I think you want to write this as:

	mov %rdx, %rax
	bts $63, %rax

It cuts down instruction bytes by almost half and it is a bit more
readable:

  5c:   48 b8 00 00 00 00 00    movabs $0x8000000000000000,%rax
  63:   00 00 80
  66:   48 09 d0                or     %rdx,%rax

  5c:   48 89 d0                mov    %rdx,%rax
  5f:   48 0f ba e8 3f          bts    $0x3f,%rax


> +	ret

Also, you can drop the "l" suffix - default operand size is 32-bit in
long mode:

        .section .fixup,"ax"
30:
        add %ecx,%edx
        jmp 100f
31:
        shl $6,%ecx
        add %ecx,%edx
        jmp 100f
32:
        shl $6,%ecx
        lea -8(%ecx,%edx),%edx
        jmp 100f
33:
        shl $6,%ecx
        lea -16(%ecx,%edx),%edx
        jmp 100f
34:
        shl $6,%ecx
        lea -24(%ecx,%edx),%edx
        jmp 100f
35:
        shl $6,%ecx
        lea -32(%ecx,%edx),%edx
        jmp 100f
36:
        shl $6,%ecx
        lea -40(%ecx,%edx),%edx
        jmp 100f
37:
        shl $6,%ecx
        lea -48(%ecx,%edx),%edx
        jmp 100f
38:
        shl $6,%ecx
        lea -56(%ecx,%edx),%edx
        jmp 100f
39:
        lea (%rdx,%rcx,8),%rdx
        jmp 100f
40:
        mov %ecx,%edx
100:
Tony Luck Dec. 22, 2015, 7:38 p.m. UTC | #2
On Tue, Dec 22, 2015 at 3:13 AM, Borislav Petkov <bp@alien8.de> wrote:
>> +#define      COPY_MCHECK_ERRBIT      BIT(63)
>
> What happened to the landing pads Andy was talking about? They sound
> like cleaner design than that bit 63...

I interpreted that comment as "stop playing with %rax in the fault
handler ... just change the IP to point the the .fixup location" ...
the target of the fixup being the "landing pad".

Right now this function has only one set of fault fixups (for machine
checks). When I tackle copy_from_user() it will sprout a second
set for page faults, and then will look a bit more like Andy's dual
landing pad example.

I still need an indicator to the caller which type of fault happened
since their actions will be different. So BIT(63) lives on ... but is
now set in the .fixup section rather than in the machine check
code.

I'll move the function and #defines as you suggest - we don't need
new files for these.  Also will fix the assembly code.
[In my defense that load immediate 0x8000000000000000 and 'or'
was what gcc -O2 generates from a simple bit of C code to set
bit 63 ... perhaps it is faster, or perhaps gcc is on drugs. In this
case code compactness wins over possible speed difference].

-Tony
Borislav Petkov Dec. 23, 2015, 12:58 p.m. UTC | #3
On Tue, Dec 22, 2015 at 11:38:07AM -0800, Tony Luck wrote:
> I interpreted that comment as "stop playing with %rax in the fault
> handler ... just change the IP to point the the .fixup location" ...
> the target of the fixup being the "landing pad".

* SUPPLIED MATERIAL *
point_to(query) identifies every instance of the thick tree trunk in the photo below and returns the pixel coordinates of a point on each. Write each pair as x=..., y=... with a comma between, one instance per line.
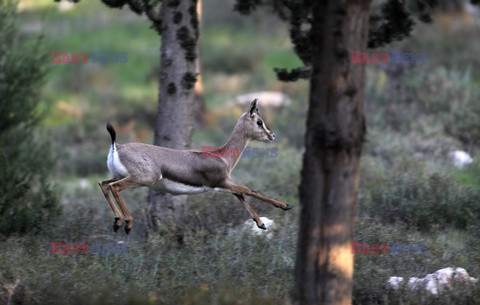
x=335, y=133
x=174, y=123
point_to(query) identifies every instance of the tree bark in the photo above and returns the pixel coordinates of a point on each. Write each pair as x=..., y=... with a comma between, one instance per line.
x=334, y=139
x=174, y=122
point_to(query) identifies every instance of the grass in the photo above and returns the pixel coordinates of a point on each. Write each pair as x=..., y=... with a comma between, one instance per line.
x=409, y=190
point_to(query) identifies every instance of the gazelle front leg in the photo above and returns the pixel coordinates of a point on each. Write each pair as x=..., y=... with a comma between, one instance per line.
x=116, y=188
x=104, y=186
x=252, y=212
x=239, y=189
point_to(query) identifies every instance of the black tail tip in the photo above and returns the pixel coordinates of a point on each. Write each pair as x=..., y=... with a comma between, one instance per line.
x=111, y=131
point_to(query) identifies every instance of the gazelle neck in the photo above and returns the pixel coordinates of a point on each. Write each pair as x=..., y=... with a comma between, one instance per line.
x=236, y=143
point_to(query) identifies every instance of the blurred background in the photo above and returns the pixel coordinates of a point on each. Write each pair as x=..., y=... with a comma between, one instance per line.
x=420, y=172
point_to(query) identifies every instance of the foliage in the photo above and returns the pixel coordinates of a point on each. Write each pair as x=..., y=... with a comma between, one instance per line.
x=27, y=198
x=424, y=200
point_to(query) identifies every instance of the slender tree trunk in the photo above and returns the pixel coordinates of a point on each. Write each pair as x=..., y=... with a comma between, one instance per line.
x=174, y=124
x=335, y=133
x=199, y=107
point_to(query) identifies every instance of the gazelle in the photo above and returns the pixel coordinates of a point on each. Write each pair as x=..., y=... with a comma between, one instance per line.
x=183, y=171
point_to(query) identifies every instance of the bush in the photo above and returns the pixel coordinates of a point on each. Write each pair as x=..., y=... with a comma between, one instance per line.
x=27, y=199
x=422, y=200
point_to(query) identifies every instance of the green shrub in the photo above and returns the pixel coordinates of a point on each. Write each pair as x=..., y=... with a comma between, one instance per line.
x=422, y=200
x=27, y=198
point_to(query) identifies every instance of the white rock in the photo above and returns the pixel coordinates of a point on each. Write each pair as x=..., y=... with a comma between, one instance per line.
x=460, y=158
x=437, y=281
x=395, y=281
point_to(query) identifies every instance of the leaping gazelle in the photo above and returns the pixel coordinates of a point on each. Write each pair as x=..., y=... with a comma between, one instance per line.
x=183, y=171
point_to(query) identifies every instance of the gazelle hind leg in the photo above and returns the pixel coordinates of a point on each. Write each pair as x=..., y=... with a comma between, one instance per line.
x=252, y=212
x=239, y=189
x=104, y=186
x=116, y=188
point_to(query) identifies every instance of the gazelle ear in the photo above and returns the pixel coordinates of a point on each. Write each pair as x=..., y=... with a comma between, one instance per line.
x=253, y=107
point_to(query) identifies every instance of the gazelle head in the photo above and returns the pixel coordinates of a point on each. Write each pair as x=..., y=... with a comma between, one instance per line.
x=254, y=126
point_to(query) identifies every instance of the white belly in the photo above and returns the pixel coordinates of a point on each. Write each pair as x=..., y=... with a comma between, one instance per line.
x=177, y=188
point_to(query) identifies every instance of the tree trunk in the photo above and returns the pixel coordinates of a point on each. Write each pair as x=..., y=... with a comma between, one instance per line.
x=334, y=137
x=174, y=124
x=199, y=107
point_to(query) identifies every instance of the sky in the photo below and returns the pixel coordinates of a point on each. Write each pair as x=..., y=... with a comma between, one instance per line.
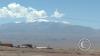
x=76, y=12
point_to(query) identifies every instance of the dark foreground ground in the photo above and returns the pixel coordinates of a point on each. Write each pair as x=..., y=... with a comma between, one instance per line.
x=5, y=51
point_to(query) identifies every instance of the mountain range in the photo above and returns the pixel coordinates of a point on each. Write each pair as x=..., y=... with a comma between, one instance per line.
x=55, y=34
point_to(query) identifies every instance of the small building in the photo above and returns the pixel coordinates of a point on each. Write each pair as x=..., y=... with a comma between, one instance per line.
x=26, y=46
x=44, y=48
x=6, y=44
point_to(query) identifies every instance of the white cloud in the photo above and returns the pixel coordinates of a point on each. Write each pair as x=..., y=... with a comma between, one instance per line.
x=18, y=13
x=14, y=10
x=57, y=14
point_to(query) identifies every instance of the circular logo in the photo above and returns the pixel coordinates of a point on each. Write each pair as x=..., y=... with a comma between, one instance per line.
x=84, y=44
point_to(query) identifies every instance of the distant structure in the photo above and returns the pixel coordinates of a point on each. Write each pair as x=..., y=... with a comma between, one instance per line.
x=25, y=46
x=6, y=44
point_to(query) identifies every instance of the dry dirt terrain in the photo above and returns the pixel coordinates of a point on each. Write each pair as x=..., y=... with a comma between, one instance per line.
x=5, y=51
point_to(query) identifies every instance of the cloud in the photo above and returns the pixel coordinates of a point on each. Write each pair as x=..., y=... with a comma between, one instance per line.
x=14, y=10
x=57, y=14
x=17, y=13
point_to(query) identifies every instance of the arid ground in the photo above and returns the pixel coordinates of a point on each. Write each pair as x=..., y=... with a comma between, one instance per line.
x=5, y=51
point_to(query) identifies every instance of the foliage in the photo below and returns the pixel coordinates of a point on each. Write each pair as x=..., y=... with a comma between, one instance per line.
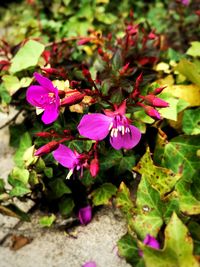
x=114, y=71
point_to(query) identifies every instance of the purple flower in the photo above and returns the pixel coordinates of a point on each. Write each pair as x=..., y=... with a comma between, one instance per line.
x=97, y=126
x=90, y=264
x=45, y=97
x=151, y=242
x=70, y=159
x=85, y=214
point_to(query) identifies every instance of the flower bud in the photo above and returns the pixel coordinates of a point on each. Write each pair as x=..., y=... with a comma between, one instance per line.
x=155, y=101
x=152, y=112
x=72, y=99
x=89, y=264
x=94, y=167
x=85, y=215
x=51, y=146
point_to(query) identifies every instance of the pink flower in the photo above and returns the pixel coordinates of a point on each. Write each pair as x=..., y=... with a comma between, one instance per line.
x=150, y=241
x=85, y=214
x=90, y=264
x=45, y=97
x=98, y=126
x=70, y=159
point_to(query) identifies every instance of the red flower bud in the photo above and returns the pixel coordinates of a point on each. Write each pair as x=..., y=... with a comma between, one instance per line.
x=155, y=101
x=51, y=146
x=72, y=99
x=94, y=167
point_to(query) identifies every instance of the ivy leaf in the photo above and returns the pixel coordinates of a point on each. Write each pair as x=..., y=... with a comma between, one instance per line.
x=194, y=50
x=27, y=56
x=162, y=179
x=47, y=221
x=178, y=248
x=59, y=188
x=189, y=70
x=25, y=142
x=102, y=195
x=181, y=156
x=123, y=198
x=127, y=247
x=66, y=206
x=191, y=121
x=149, y=210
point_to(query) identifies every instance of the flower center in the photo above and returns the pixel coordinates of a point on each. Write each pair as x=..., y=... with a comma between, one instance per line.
x=48, y=99
x=119, y=125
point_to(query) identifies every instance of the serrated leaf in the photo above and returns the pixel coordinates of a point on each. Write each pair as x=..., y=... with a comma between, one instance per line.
x=180, y=155
x=103, y=194
x=191, y=121
x=127, y=247
x=123, y=198
x=27, y=56
x=178, y=248
x=25, y=142
x=59, y=188
x=149, y=210
x=162, y=179
x=66, y=206
x=189, y=70
x=47, y=221
x=194, y=50
x=19, y=191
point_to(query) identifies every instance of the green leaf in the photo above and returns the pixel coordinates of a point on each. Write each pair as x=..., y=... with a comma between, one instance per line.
x=178, y=248
x=194, y=50
x=181, y=156
x=149, y=210
x=19, y=191
x=162, y=179
x=127, y=247
x=189, y=70
x=59, y=188
x=27, y=56
x=191, y=121
x=102, y=195
x=123, y=198
x=25, y=142
x=66, y=206
x=47, y=221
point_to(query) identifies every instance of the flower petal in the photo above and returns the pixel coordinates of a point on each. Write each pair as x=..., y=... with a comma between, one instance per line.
x=34, y=93
x=128, y=140
x=95, y=126
x=65, y=156
x=45, y=82
x=50, y=114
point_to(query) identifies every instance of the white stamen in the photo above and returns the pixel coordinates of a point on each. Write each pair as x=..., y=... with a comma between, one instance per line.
x=111, y=125
x=69, y=174
x=127, y=130
x=112, y=132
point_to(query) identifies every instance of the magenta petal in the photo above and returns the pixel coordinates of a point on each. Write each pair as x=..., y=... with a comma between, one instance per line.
x=151, y=242
x=89, y=264
x=95, y=126
x=65, y=156
x=85, y=214
x=50, y=115
x=45, y=82
x=34, y=93
x=128, y=140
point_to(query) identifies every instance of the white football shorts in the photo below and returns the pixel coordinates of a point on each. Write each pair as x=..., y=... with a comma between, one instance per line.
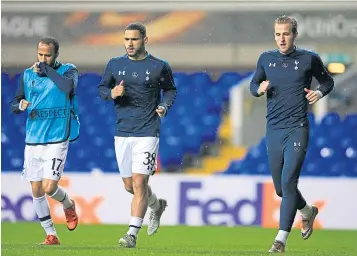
x=45, y=161
x=136, y=155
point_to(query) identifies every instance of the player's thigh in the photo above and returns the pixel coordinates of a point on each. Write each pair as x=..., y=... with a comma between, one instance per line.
x=275, y=152
x=123, y=152
x=33, y=164
x=54, y=157
x=145, y=150
x=295, y=149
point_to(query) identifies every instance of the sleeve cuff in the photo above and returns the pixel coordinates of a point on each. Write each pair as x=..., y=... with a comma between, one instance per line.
x=318, y=92
x=20, y=104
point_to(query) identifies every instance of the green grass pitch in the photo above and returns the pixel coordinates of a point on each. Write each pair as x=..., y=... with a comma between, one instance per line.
x=21, y=239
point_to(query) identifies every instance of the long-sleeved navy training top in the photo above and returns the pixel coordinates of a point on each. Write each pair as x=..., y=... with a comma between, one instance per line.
x=288, y=76
x=144, y=80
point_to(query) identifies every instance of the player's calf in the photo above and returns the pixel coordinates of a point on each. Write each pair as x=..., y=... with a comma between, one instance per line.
x=308, y=222
x=69, y=206
x=157, y=207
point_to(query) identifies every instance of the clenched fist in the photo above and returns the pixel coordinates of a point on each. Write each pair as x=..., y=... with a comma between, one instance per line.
x=263, y=87
x=24, y=104
x=118, y=90
x=312, y=96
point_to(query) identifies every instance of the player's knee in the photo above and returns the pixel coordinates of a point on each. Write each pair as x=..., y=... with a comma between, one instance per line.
x=140, y=184
x=289, y=187
x=129, y=188
x=37, y=190
x=49, y=187
x=279, y=192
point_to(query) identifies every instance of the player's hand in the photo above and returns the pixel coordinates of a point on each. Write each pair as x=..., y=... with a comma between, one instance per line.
x=24, y=105
x=36, y=67
x=312, y=96
x=263, y=87
x=161, y=111
x=118, y=90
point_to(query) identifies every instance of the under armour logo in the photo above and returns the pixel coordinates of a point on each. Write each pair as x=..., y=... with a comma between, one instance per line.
x=296, y=63
x=297, y=146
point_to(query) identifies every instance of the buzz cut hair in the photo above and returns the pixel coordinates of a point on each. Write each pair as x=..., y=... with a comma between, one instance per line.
x=50, y=40
x=284, y=19
x=137, y=26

* WHAT THIS TASK INVOLVES *
Decide whether each statement below agrees with the assembly review thread. Answer yes or no for each, and quote the words from the thread that decide it.
1. Using mov and bts instead of movabs and or reduces the number of instruction bytes.
2. In Tony Luck's reply, BIT(63) is still set in the machine check code.
3. Tony Luck plans to put the function and #defines into new files.

* WRITTEN SOLUTION *
1. Yes: "It cuts down instruction bytes by almost half"
2. No: "but is now set in the .fixup section rather than in the machine check code."
3. No: "we don't need new files for these."